[Items from a data source]

-*-*-

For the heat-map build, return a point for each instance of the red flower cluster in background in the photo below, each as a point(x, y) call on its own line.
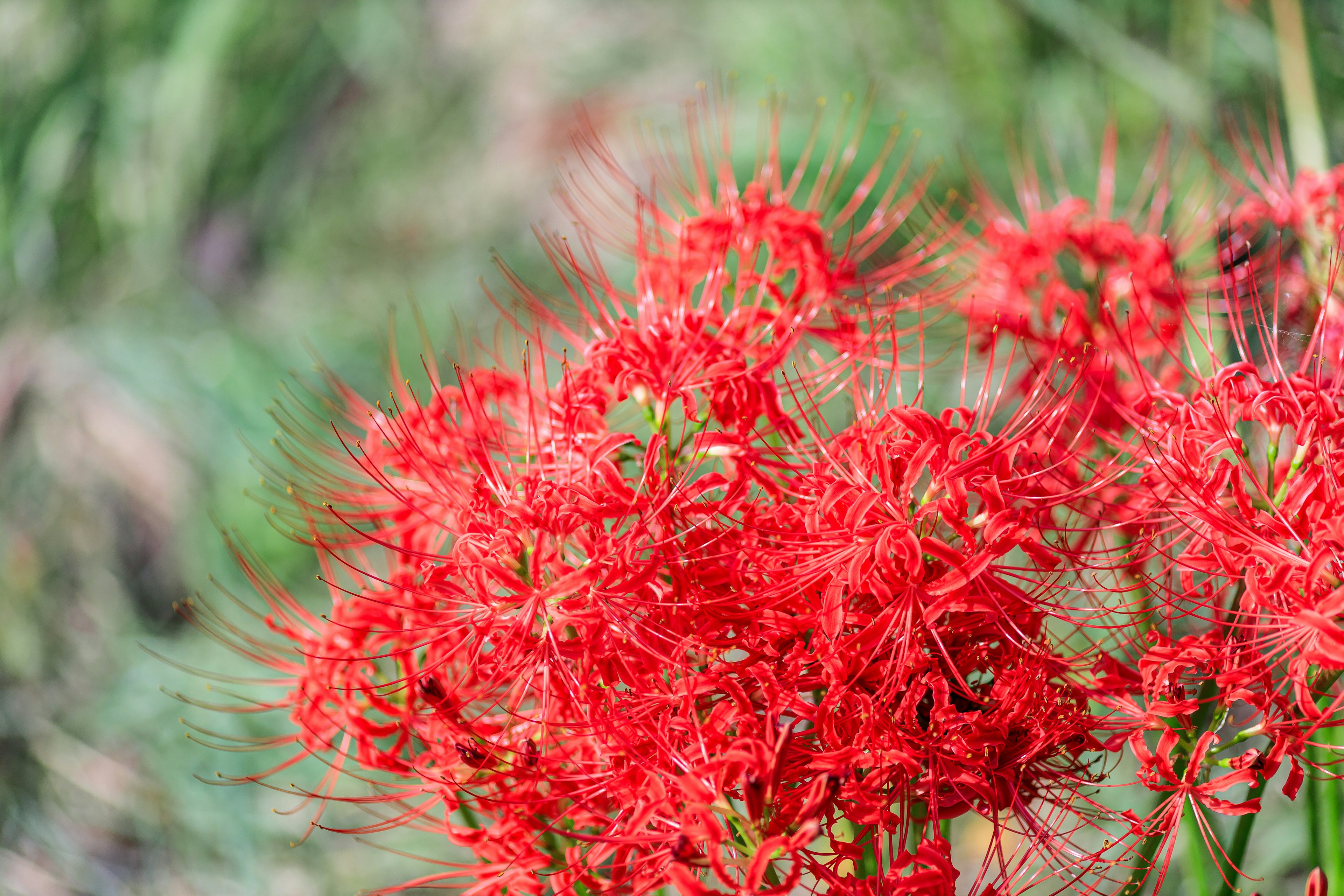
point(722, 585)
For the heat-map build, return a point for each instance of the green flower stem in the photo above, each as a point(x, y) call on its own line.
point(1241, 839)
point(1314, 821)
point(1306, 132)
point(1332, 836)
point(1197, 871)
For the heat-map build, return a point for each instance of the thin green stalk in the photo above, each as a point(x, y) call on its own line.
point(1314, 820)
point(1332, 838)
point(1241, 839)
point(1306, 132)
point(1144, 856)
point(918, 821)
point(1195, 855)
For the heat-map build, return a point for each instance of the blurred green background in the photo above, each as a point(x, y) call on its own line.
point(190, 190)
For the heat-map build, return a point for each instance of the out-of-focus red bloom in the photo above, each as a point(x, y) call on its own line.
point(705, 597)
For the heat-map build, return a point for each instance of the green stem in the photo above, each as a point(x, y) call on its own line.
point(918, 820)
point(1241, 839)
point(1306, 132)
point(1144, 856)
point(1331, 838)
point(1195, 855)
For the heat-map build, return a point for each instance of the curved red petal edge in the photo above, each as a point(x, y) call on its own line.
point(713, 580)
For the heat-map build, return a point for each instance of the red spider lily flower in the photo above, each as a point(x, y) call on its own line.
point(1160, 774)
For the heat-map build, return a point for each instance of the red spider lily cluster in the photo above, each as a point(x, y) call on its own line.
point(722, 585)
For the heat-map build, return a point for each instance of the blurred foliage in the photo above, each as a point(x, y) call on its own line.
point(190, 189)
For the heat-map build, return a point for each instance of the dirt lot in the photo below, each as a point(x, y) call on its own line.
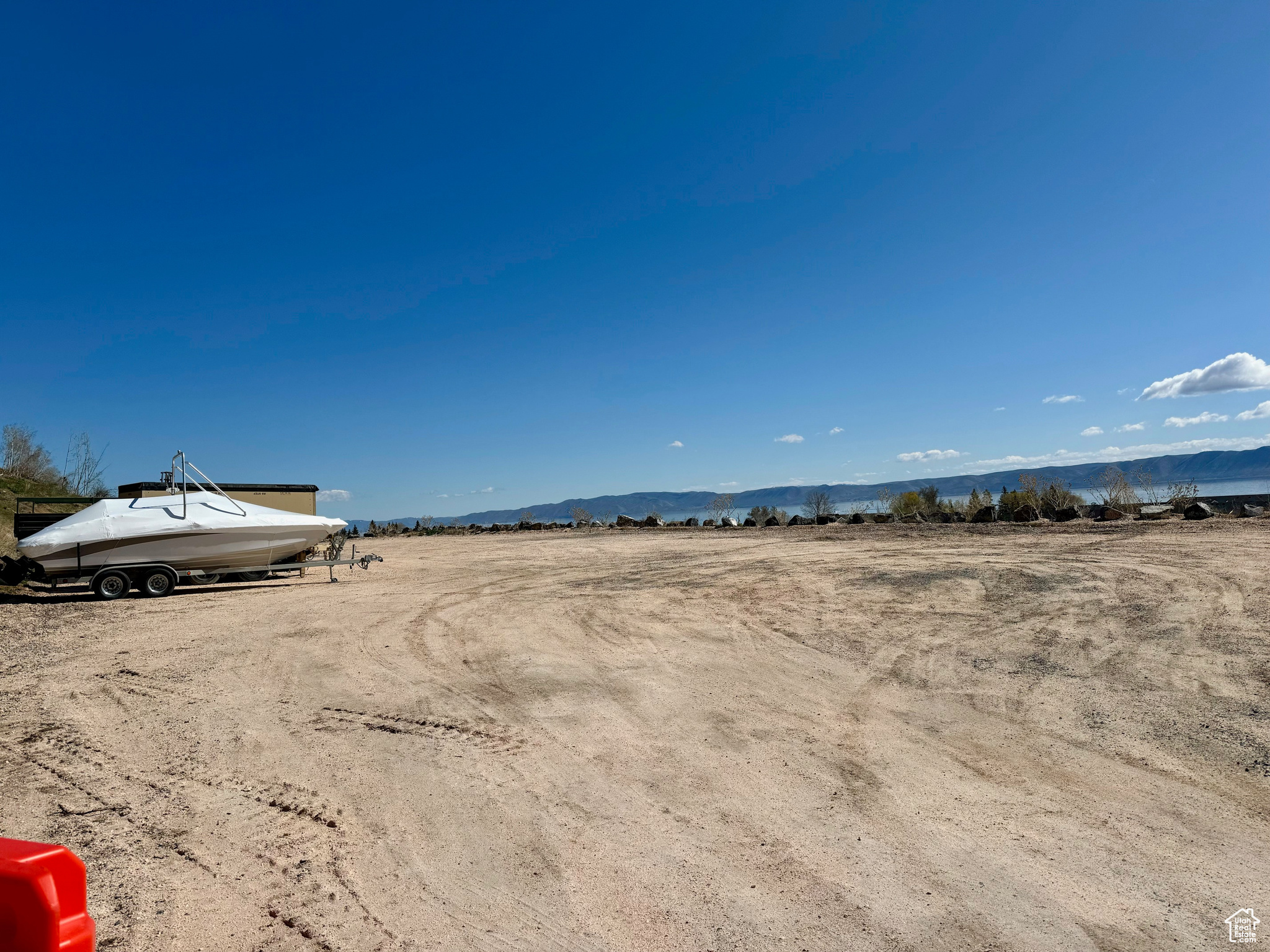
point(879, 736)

-*-*-

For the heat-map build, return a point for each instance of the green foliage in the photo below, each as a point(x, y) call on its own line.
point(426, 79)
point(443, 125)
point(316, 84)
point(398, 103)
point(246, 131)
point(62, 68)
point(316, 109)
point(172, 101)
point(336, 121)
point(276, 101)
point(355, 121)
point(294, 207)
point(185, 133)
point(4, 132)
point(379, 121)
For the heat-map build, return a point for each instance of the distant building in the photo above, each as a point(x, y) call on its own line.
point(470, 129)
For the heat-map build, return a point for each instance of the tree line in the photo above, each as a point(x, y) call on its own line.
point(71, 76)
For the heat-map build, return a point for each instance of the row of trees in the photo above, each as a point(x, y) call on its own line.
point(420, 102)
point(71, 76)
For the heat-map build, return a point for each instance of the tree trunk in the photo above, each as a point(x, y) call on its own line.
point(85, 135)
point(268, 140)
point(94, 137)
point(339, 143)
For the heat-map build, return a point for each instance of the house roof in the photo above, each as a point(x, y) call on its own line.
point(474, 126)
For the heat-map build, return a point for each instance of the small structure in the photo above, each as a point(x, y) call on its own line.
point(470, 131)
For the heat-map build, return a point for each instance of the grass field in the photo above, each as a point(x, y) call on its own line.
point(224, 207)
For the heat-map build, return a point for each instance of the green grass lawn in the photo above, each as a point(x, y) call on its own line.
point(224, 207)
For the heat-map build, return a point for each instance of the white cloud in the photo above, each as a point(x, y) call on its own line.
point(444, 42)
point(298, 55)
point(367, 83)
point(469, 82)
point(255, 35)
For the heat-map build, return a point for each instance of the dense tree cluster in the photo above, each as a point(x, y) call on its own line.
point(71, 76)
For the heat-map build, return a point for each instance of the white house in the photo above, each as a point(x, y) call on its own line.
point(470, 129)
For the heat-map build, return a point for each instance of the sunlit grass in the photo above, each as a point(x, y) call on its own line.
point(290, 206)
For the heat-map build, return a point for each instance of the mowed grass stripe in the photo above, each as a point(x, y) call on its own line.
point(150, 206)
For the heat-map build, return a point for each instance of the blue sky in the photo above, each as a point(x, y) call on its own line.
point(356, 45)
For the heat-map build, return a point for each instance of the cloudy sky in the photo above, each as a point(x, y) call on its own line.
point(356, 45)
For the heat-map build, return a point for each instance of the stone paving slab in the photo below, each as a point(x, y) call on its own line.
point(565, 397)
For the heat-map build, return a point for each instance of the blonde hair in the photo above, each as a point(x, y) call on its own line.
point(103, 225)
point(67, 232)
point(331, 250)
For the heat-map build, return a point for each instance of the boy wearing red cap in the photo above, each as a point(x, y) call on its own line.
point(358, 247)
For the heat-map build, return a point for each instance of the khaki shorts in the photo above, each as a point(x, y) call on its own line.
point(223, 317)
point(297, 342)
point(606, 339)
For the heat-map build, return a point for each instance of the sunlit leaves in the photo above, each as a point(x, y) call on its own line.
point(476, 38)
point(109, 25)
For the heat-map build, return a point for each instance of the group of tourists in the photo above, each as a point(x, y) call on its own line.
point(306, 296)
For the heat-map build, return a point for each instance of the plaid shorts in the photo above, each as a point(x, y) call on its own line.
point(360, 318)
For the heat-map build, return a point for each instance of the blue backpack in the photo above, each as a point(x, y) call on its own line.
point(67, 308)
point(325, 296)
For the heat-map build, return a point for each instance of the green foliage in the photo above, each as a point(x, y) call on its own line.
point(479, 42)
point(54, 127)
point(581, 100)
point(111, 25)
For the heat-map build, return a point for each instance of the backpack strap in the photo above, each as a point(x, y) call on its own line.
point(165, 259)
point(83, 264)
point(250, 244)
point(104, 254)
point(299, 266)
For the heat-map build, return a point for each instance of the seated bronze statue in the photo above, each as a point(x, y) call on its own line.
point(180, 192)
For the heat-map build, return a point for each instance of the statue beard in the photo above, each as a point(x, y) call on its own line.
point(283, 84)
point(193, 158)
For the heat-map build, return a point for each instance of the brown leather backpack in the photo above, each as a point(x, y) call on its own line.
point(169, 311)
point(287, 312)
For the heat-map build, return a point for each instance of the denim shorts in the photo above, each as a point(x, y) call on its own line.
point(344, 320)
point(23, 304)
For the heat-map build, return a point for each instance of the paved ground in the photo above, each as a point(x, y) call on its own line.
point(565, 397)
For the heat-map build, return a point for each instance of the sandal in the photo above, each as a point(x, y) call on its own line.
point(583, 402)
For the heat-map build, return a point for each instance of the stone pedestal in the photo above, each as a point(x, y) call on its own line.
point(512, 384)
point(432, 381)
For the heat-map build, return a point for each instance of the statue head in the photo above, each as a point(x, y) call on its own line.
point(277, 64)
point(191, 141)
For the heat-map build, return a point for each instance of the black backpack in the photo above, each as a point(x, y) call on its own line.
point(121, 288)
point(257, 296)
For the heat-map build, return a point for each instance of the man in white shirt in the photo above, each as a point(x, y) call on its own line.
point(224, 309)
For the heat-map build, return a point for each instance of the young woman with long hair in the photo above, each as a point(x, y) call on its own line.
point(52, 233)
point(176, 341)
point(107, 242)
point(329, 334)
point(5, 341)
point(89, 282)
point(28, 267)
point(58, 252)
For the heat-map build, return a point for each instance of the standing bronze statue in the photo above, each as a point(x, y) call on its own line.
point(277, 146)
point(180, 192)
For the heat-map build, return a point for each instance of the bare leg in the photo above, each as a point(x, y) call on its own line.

-*-*-

- Task description -
Return, word for word, everything in the material from the line containing "the statue beard" down through the line containing "point(583, 402)", including both of those lines.

- The result -
For the heat-map build, return a point for each instance of the statue beard in the photo above, each as a point(x, y) call on its own line.
point(283, 84)
point(193, 158)
For the heat-map build, return a point for each instance of the brown leather backpack in the photo above, each as a point(x, y) call on its own line.
point(169, 311)
point(287, 312)
For the heat-map build, return a point for each instance of the denim shorts in the photo above, each as a point(x, y) call on its own line.
point(344, 320)
point(23, 304)
For the heat-map build, return a point for each instance of the paved ground in the photo above, each as a point(x, y) call on its own line.
point(565, 397)
For the heat-map build, return a point for each instance of the sandal in the photo above, each as a point(x, y) call on its own line.
point(583, 402)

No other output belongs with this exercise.